### ABOUT THIS EXERCISE
Set down the part of the Ramadi news report between "BAGHDAD (AP) —" and "mayor said Sunday.", inclusive, word for word.

BAGHDAD (AP) — Thousands of Iraqis have returned to the western city of Ramadi three months after Iraqi troops backed by U.S.-led airstrikes drove the Islamic State group out of the provincial capital, the city's mayor said Sunday.
The returning families must go through security checks and are only allowed to return to areas cleared of mines and booby traps left behind by the extremists, Mayor Ibrahim al-Osaj said.
IS militants seized Ramadi last May and held the town until they were driven out in December. As in other cities and towns in Syria and Iraq, the fight to retake Ramadi demolished large parts of the city. Al-Osaj said seven neighborhoods are still off-limits to residents, not only because of the presence of explosives, but because the areas are "totally ruined."
He said authorities have restored drinking water for almost 80 percent of the city, refurbished ten schools and provided up to 600 caravans for those who can't use their houses. He said around 12,000 families have returned since late last month.
Iraqi state TV aired a video showing the Head of Sunni Religious Endowments, Sheik Abdul-Latif al-Himaim, leading a convoy of dozens of cars into the city.
In late February, the U.N. mission in Iraq said that bombs were hindering the return of displaced families to Ramadi, killing some residents who were surveying their homes or attempting to disable devices inside the city.
More than 3 million people have been forced to flee their homes in Iraq since January 2014, according to the United Nations. It estimates that an additional 3 million people are living in areas controlled by IS, which still holds much of northern and western Iraq, including the country's second-largest city, Mosul.

(Stored items)
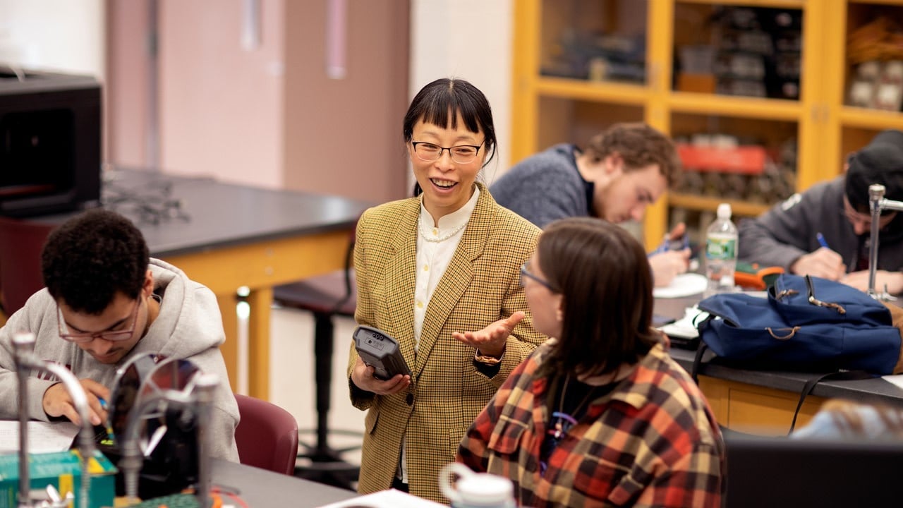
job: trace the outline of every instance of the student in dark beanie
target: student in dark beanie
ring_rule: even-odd
[[[847,161],[846,173],[796,193],[755,220],[740,224],[740,258],[779,266],[790,273],[840,280],[861,290],[869,285],[869,185],[903,201],[903,132],[879,133]],[[903,292],[903,214],[881,215],[875,287]],[[817,234],[824,235],[823,247]]]

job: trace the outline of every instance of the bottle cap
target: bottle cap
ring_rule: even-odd
[[[730,219],[731,218],[731,203],[722,202],[718,205],[718,211],[715,212],[719,219]]]

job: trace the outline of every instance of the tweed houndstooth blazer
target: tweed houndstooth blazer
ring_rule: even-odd
[[[508,337],[499,372],[489,379],[473,365],[474,348],[452,332],[477,331],[512,313],[527,311],[520,266],[535,249],[539,229],[499,206],[481,183],[477,206],[436,287],[414,352],[414,305],[420,199],[386,203],[358,223],[355,270],[359,325],[398,340],[414,372],[408,390],[377,396],[350,381],[358,354],[350,347],[351,402],[368,410],[358,492],[391,486],[406,436],[411,494],[445,502],[439,471],[454,461],[468,427],[511,371],[545,340],[527,316]]]

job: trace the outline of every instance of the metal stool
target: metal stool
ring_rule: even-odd
[[[311,445],[299,441],[298,458],[309,465],[297,466],[295,476],[354,490],[360,467],[341,458],[343,453],[359,448],[360,445],[345,448],[329,446],[330,434],[360,437],[361,432],[329,428],[330,388],[332,382],[332,344],[334,325],[332,317],[354,317],[358,304],[357,286],[351,260],[354,254],[354,236],[345,255],[345,268],[322,276],[312,277],[273,288],[273,300],[282,306],[309,311],[313,314],[314,379],[316,381],[317,425],[314,429],[303,429],[301,434],[316,433]]]

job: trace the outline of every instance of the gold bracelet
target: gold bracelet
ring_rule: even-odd
[[[504,354],[504,353],[502,353]],[[480,354],[479,350],[477,350],[477,353],[473,355],[473,359],[480,363],[486,363],[487,365],[495,365],[502,361],[501,358],[496,358],[495,356],[487,356],[485,354]]]

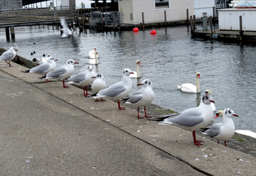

### ANSWER SECTION
BAGHDAD (AP) — Thousands of Iraqis have returned to the western city of Ramadi three months after Iraqi troops backed by U.S.-led airstrikes drove the Islamic State group out of the provincial capital, the city's mayor said Sunday.